- [提示文]:
そこで遍照が元慶寺の年分度者が僧綱位への道を開くべく考えたのが、諸国講読師への任用であった。諸国講読師に任ぜられることは、僧綱位への近道であったが、その任用には講師五階(試業・複・維摩立義・夏講・供講)と読師三階(試業・複・維摩立義)の「階業」を経なければならなかった。このうち元慶寺では複試と夏講を行うこととし、維摩立義については延暦寺大講堂で行われる法華会を代用とした。これらを修了した者は伝灯満位に叙することとしている(『類聚三代格』巻第3、仁和元年3月21日官符)。貞観7年(865)4月15日には伝灯満位以上の僧を諸国講読師に擬補することが定められているから(『類聚三代格』巻第3、貞観7年4月15日官符)、これらの課試をへた者は諸国講読師に任用への道が開けたのである。ただし諸国講読師には定員があり、しかも僧綱任用分は諸寺に割り振られていたから、遍照は講師・読師の任期中(6年)に欠分が出た場合、最初の一人を元慶寺分から任用するよう願い出ており、これによって諸寺との軋轢を避けている(『類聚三代格』巻第3、仁和元年3月21日官符)。

- [データ抜粋]:

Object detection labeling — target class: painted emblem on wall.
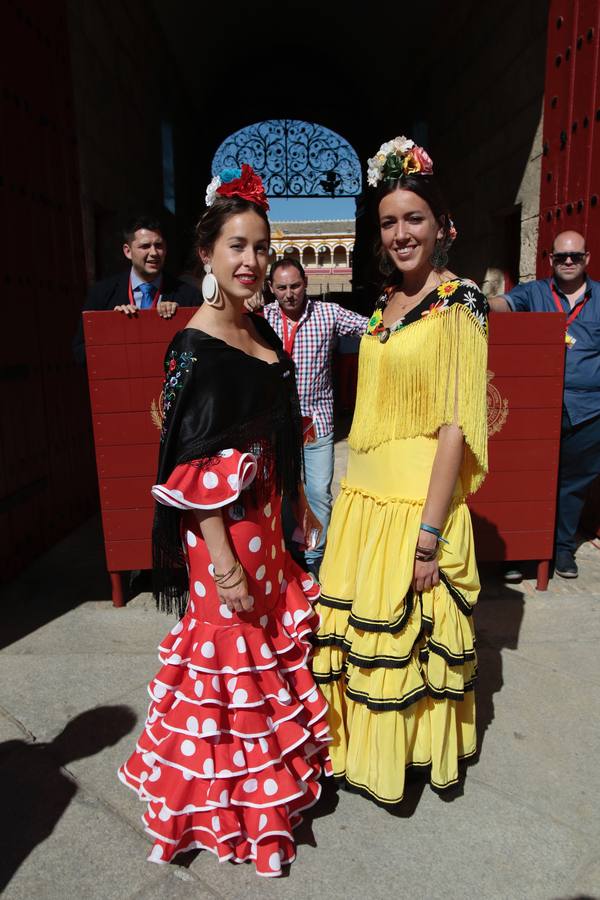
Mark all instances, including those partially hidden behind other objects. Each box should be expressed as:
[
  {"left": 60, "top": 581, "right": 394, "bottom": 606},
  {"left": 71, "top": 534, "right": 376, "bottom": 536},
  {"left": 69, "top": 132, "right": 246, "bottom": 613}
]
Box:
[
  {"left": 150, "top": 391, "right": 165, "bottom": 431},
  {"left": 486, "top": 369, "right": 508, "bottom": 437}
]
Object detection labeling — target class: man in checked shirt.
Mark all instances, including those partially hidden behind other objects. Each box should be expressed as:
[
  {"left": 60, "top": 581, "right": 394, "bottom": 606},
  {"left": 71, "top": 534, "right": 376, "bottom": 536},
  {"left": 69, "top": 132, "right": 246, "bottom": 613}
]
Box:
[{"left": 264, "top": 259, "right": 368, "bottom": 578}]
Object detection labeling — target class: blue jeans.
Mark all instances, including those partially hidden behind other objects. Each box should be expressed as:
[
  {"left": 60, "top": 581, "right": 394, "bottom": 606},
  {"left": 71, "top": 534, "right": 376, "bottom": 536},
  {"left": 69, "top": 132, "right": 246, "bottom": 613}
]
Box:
[
  {"left": 556, "top": 412, "right": 600, "bottom": 553},
  {"left": 304, "top": 431, "right": 333, "bottom": 569}
]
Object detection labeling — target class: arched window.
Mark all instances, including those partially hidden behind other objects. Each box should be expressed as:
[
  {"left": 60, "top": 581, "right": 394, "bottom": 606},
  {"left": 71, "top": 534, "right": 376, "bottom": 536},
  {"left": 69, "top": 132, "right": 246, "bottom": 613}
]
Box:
[
  {"left": 333, "top": 244, "right": 348, "bottom": 266},
  {"left": 212, "top": 119, "right": 362, "bottom": 197},
  {"left": 302, "top": 247, "right": 317, "bottom": 266}
]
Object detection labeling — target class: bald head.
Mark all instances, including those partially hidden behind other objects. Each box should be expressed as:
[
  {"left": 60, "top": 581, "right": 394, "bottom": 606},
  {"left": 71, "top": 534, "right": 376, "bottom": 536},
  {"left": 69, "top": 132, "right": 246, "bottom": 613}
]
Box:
[{"left": 550, "top": 231, "right": 590, "bottom": 294}]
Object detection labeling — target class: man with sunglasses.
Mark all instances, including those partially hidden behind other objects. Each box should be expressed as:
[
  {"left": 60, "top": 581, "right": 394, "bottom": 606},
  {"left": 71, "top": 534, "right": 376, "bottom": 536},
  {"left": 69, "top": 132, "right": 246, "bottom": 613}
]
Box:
[{"left": 489, "top": 231, "right": 600, "bottom": 580}]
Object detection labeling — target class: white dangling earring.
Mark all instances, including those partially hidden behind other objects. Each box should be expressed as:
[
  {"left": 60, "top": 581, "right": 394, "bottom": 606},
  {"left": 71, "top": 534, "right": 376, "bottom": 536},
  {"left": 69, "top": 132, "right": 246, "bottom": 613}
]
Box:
[{"left": 202, "top": 263, "right": 219, "bottom": 306}]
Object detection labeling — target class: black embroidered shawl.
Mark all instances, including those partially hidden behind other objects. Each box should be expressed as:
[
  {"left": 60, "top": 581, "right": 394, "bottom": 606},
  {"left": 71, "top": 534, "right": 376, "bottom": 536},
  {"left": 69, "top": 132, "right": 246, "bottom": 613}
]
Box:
[{"left": 152, "top": 315, "right": 302, "bottom": 616}]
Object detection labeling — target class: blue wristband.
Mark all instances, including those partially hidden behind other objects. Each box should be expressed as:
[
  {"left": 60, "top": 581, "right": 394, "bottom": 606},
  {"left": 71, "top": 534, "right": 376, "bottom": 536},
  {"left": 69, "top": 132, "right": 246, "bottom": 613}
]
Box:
[{"left": 419, "top": 522, "right": 448, "bottom": 544}]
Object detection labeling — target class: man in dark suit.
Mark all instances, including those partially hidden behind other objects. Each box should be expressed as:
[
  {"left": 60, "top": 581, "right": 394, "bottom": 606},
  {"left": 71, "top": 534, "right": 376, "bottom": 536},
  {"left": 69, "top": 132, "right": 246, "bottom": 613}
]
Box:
[{"left": 73, "top": 216, "right": 201, "bottom": 365}]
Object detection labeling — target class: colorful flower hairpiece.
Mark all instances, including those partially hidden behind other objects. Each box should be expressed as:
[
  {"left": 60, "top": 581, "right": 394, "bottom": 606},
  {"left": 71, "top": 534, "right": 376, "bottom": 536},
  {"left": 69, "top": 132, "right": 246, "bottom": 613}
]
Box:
[
  {"left": 367, "top": 135, "right": 433, "bottom": 187},
  {"left": 206, "top": 163, "right": 269, "bottom": 212}
]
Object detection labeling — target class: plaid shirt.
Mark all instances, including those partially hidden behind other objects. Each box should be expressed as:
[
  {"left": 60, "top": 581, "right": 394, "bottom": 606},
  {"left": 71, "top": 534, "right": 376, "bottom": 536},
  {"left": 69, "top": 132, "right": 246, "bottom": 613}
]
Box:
[{"left": 264, "top": 297, "right": 369, "bottom": 437}]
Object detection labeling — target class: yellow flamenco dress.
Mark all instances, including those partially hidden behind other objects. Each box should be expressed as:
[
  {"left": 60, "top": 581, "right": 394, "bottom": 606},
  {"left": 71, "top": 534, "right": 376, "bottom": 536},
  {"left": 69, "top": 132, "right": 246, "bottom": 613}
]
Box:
[{"left": 313, "top": 278, "right": 487, "bottom": 804}]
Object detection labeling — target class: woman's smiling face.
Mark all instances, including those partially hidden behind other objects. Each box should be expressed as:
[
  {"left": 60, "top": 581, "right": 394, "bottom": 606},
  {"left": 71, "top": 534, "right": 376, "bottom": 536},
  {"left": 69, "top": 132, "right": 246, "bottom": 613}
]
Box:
[
  {"left": 202, "top": 210, "right": 270, "bottom": 301},
  {"left": 379, "top": 188, "right": 444, "bottom": 273}
]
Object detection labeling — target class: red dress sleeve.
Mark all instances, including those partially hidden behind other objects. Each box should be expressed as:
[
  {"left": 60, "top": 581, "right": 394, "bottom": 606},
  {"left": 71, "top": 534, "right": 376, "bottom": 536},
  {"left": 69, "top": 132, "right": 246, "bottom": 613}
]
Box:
[{"left": 152, "top": 450, "right": 257, "bottom": 509}]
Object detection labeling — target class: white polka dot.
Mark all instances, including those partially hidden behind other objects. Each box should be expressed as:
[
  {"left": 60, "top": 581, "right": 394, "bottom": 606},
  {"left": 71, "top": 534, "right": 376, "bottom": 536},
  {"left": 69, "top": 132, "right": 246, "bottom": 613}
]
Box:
[
  {"left": 202, "top": 472, "right": 219, "bottom": 490},
  {"left": 243, "top": 778, "right": 258, "bottom": 794},
  {"left": 264, "top": 778, "right": 279, "bottom": 797}
]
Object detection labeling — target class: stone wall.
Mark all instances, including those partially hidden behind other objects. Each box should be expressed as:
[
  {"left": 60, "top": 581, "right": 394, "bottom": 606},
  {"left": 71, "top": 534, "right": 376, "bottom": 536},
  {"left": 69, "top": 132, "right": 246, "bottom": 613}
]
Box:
[{"left": 69, "top": 0, "right": 200, "bottom": 281}]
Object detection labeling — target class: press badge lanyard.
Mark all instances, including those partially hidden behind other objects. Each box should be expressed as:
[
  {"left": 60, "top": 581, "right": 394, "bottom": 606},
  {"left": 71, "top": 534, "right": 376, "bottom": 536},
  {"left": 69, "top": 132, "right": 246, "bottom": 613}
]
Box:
[
  {"left": 551, "top": 284, "right": 592, "bottom": 347},
  {"left": 279, "top": 307, "right": 300, "bottom": 356},
  {"left": 128, "top": 275, "right": 162, "bottom": 309}
]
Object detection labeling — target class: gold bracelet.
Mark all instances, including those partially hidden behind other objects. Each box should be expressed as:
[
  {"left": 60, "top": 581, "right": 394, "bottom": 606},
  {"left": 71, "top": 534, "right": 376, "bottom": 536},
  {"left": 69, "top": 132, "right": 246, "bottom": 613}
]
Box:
[{"left": 213, "top": 559, "right": 240, "bottom": 584}]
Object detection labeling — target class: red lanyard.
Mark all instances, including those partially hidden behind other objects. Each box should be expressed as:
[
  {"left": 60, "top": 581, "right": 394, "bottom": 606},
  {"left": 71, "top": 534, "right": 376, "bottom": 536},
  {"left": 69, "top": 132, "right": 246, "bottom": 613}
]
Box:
[
  {"left": 551, "top": 285, "right": 592, "bottom": 328},
  {"left": 128, "top": 275, "right": 162, "bottom": 309},
  {"left": 279, "top": 307, "right": 300, "bottom": 356}
]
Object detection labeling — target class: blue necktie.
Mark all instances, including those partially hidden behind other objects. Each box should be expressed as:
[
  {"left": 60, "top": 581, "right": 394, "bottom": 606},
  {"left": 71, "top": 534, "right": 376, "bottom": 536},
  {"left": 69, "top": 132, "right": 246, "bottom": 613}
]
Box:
[{"left": 140, "top": 281, "right": 156, "bottom": 309}]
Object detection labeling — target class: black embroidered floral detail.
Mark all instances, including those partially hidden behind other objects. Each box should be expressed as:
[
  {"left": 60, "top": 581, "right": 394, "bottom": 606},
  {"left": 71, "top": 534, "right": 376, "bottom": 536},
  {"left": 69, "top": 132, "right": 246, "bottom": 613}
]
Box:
[{"left": 161, "top": 350, "right": 196, "bottom": 440}]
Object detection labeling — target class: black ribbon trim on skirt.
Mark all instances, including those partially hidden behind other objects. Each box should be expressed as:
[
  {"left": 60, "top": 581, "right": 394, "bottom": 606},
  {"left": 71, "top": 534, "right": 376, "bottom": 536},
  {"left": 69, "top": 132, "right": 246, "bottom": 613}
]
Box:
[
  {"left": 344, "top": 679, "right": 428, "bottom": 712},
  {"left": 348, "top": 588, "right": 414, "bottom": 634},
  {"left": 315, "top": 594, "right": 354, "bottom": 610}
]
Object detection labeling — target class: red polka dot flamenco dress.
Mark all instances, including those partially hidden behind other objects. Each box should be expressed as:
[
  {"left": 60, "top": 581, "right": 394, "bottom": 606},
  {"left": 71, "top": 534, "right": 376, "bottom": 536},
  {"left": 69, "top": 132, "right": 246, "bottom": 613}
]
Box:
[{"left": 119, "top": 450, "right": 330, "bottom": 876}]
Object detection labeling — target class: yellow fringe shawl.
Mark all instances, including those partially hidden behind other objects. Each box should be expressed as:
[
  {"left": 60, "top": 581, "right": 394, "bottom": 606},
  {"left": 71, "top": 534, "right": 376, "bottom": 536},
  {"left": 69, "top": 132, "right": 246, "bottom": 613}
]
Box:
[{"left": 348, "top": 303, "right": 488, "bottom": 494}]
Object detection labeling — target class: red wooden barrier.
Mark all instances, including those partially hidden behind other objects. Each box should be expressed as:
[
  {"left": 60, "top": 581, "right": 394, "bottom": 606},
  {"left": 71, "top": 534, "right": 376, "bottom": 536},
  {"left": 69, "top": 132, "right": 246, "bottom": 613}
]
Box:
[{"left": 83, "top": 309, "right": 565, "bottom": 605}]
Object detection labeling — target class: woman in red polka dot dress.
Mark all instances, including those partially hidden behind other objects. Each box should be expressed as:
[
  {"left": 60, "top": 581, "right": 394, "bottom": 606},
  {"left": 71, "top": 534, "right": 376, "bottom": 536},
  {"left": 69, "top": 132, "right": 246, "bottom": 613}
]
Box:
[{"left": 119, "top": 166, "right": 330, "bottom": 876}]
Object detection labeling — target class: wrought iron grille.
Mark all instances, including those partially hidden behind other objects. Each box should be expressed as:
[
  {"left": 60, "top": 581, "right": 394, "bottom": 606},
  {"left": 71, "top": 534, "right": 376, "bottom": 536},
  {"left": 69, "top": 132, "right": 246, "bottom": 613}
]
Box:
[{"left": 212, "top": 119, "right": 362, "bottom": 197}]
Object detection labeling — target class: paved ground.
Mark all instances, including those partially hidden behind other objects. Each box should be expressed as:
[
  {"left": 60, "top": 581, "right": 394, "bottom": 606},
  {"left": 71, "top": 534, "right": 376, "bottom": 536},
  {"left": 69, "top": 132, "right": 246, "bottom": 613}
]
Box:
[{"left": 0, "top": 438, "right": 600, "bottom": 900}]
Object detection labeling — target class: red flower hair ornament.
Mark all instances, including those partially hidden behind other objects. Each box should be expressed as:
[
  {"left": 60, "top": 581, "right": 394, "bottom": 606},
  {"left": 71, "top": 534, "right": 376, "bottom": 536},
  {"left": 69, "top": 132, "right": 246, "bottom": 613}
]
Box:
[{"left": 206, "top": 163, "right": 269, "bottom": 212}]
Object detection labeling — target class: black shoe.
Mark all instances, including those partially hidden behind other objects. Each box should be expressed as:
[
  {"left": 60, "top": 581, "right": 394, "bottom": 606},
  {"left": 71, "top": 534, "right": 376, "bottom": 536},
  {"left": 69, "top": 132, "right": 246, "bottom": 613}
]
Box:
[{"left": 554, "top": 550, "right": 579, "bottom": 578}]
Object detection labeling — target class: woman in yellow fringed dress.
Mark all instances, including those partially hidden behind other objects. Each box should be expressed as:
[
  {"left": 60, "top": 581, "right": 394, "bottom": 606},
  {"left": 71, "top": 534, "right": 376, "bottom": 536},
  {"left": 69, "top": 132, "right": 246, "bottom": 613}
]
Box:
[{"left": 313, "top": 137, "right": 487, "bottom": 804}]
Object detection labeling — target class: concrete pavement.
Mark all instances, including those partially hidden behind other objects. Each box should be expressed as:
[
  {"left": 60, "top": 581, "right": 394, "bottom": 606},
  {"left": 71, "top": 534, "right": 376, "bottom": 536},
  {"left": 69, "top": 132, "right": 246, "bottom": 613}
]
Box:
[{"left": 0, "top": 458, "right": 600, "bottom": 900}]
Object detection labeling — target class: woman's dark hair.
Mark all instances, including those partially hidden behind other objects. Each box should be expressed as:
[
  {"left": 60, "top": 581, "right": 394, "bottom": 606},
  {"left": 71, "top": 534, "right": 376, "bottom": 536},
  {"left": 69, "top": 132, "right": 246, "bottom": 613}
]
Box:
[
  {"left": 375, "top": 175, "right": 451, "bottom": 286},
  {"left": 194, "top": 196, "right": 271, "bottom": 253}
]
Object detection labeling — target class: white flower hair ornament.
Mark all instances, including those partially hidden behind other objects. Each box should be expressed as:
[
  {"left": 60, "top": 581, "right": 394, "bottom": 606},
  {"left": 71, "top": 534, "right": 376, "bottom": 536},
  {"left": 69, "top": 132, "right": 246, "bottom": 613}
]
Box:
[{"left": 367, "top": 134, "right": 433, "bottom": 187}]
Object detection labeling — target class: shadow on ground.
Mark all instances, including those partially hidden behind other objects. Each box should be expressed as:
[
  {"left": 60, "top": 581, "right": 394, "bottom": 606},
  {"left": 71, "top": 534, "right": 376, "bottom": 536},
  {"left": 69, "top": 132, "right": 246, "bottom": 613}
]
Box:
[{"left": 0, "top": 706, "right": 137, "bottom": 894}]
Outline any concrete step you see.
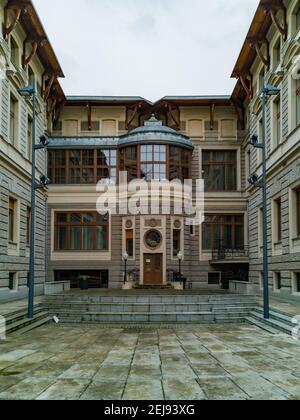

- [指示 A]: 元慶寺の年分度者についての文章で、講師五階として挙げられている階業をすべて書き出してください。
- [指示 B]: 元慶寺の年分度者についての文章を、最後の文の後から書き継いでください。

- [回答 A]: 試業、複、維摩立義、夏講、供講

- [回答 B]:
また仁和元年(885)5月23日にも遍照は奏請しており、45歳以上の心行が定まった者を選んで講読師に補任する規定を利用して、元慶寺の三綱や住して久しい僧らに階業をへてから、諸国講読師への任用の道を開いている。ただしこれらの階業を受ける前に延暦寺戒壇院にて菩薩戒を受けさせることが条件であった(『類聚三代格』巻第3、仁和元年5月23日官符)。同年9月4日には遍照の申請により、近江国高島郡(滋賀県高島市)の荒廃田153町3段(152ha)を元慶寺に施入している(『日本三代実録』巻48、仁和元年9月4日乙丑条)。元慶寺は、元慶寺別院雲林院で行われている安居講を、諸寺の例に準じて元慶寺の夏講と同じく階業の一つとするよう奏請しており、仁和2年(886)8月9日に裁可されている(『類聚三代格』巻第3、仁和2年8月9日官符)。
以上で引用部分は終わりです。